### Activity
From the first line of the data below through the line holding "Localize wood log stump in this screenshot.", write out each line exactly as it stands.

Text-to-region grounding data
--- --- ---

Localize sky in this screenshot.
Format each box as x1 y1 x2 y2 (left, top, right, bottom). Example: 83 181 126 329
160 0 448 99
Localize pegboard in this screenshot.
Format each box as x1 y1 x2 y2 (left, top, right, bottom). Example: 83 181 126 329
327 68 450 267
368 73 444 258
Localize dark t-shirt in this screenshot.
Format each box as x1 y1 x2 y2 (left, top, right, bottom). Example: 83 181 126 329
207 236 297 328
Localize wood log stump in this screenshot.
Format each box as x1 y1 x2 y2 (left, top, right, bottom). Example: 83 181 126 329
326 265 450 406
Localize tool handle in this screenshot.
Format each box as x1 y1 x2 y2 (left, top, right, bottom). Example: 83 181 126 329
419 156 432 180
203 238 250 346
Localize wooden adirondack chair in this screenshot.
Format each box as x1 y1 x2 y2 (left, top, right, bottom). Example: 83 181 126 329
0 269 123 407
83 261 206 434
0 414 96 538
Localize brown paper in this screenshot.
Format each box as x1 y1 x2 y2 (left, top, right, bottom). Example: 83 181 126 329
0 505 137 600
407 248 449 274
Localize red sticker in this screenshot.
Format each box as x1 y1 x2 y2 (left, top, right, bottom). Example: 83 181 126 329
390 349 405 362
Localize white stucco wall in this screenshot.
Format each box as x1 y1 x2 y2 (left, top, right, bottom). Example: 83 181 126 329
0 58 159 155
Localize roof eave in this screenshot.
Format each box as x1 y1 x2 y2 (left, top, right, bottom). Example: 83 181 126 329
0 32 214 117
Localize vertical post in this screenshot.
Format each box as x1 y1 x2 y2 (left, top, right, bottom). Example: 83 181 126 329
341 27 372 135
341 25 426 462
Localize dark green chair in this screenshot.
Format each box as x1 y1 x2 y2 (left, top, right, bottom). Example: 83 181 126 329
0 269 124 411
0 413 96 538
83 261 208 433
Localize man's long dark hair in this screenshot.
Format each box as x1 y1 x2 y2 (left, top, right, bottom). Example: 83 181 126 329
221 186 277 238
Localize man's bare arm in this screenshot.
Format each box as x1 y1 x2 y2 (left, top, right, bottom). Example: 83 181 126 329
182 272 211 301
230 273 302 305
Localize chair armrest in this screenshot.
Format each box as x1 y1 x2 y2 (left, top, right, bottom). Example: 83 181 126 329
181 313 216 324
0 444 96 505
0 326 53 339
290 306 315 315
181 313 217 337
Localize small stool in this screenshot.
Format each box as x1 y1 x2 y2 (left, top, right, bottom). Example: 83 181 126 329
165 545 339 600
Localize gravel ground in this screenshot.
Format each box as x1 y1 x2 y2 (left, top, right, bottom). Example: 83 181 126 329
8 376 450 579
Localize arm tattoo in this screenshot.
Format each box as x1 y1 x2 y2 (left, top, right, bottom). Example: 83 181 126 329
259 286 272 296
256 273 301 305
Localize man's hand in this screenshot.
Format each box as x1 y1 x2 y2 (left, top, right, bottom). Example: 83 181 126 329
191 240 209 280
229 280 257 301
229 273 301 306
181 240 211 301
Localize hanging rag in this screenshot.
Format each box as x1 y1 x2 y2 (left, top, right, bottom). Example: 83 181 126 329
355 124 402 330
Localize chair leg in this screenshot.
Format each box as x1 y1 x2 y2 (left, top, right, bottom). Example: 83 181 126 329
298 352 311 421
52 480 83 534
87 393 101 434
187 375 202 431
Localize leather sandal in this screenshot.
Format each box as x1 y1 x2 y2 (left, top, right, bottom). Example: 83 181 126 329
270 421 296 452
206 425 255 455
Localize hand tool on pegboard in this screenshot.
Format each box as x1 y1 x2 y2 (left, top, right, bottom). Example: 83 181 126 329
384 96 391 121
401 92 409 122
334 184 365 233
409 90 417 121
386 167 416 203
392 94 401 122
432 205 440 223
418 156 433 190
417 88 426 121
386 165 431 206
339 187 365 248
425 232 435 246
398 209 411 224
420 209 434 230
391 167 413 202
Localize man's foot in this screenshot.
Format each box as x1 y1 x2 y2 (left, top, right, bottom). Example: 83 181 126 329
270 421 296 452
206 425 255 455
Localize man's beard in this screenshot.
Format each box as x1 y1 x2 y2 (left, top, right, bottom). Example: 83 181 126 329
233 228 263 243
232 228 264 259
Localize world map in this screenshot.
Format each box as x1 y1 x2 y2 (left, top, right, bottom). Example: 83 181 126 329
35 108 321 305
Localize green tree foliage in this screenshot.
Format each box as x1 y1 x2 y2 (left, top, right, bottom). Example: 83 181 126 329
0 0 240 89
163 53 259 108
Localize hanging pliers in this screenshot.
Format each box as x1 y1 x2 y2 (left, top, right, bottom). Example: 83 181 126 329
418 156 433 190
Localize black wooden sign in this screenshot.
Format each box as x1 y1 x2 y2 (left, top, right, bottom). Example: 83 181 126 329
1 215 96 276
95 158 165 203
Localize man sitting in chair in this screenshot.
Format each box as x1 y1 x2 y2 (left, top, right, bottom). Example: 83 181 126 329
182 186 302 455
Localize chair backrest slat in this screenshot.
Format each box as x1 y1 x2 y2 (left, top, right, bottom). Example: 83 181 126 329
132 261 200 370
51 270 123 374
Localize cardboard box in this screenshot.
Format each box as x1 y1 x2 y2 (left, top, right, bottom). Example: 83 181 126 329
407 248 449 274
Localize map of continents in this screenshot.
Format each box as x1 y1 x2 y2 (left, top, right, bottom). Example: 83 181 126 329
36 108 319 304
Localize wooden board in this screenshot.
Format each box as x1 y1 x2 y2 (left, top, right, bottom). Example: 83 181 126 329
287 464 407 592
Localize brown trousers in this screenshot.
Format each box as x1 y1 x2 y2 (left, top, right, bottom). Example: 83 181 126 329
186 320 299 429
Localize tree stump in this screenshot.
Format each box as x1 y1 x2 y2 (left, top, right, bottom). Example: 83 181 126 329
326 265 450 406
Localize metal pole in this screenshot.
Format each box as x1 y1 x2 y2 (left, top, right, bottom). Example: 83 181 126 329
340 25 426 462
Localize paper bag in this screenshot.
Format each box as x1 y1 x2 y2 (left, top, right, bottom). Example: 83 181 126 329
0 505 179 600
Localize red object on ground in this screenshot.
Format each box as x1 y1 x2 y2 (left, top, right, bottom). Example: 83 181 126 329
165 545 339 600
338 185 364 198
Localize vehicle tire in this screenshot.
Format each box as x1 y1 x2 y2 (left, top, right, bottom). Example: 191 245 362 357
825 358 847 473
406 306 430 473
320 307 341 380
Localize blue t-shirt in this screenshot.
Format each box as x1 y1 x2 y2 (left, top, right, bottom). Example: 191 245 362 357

--- --- ---

### Answer box
Localize sky in this screenshot.
Format each box as x1 y1 x2 y2 (left, top, right, bottom). Example: 83 181 126 329
160 0 448 99
Localize pegboard in this screenshot.
Format each box as x1 y1 x2 y2 (left, top, right, bottom). Example: 83 181 126 329
327 68 450 267
368 73 444 258
Localize dark t-shirt in this screenshot.
Format each box as x1 y1 x2 y2 (left, top, right, bottom). Example: 83 181 126 329
207 236 297 328
Localize wood log stump in this screenshot.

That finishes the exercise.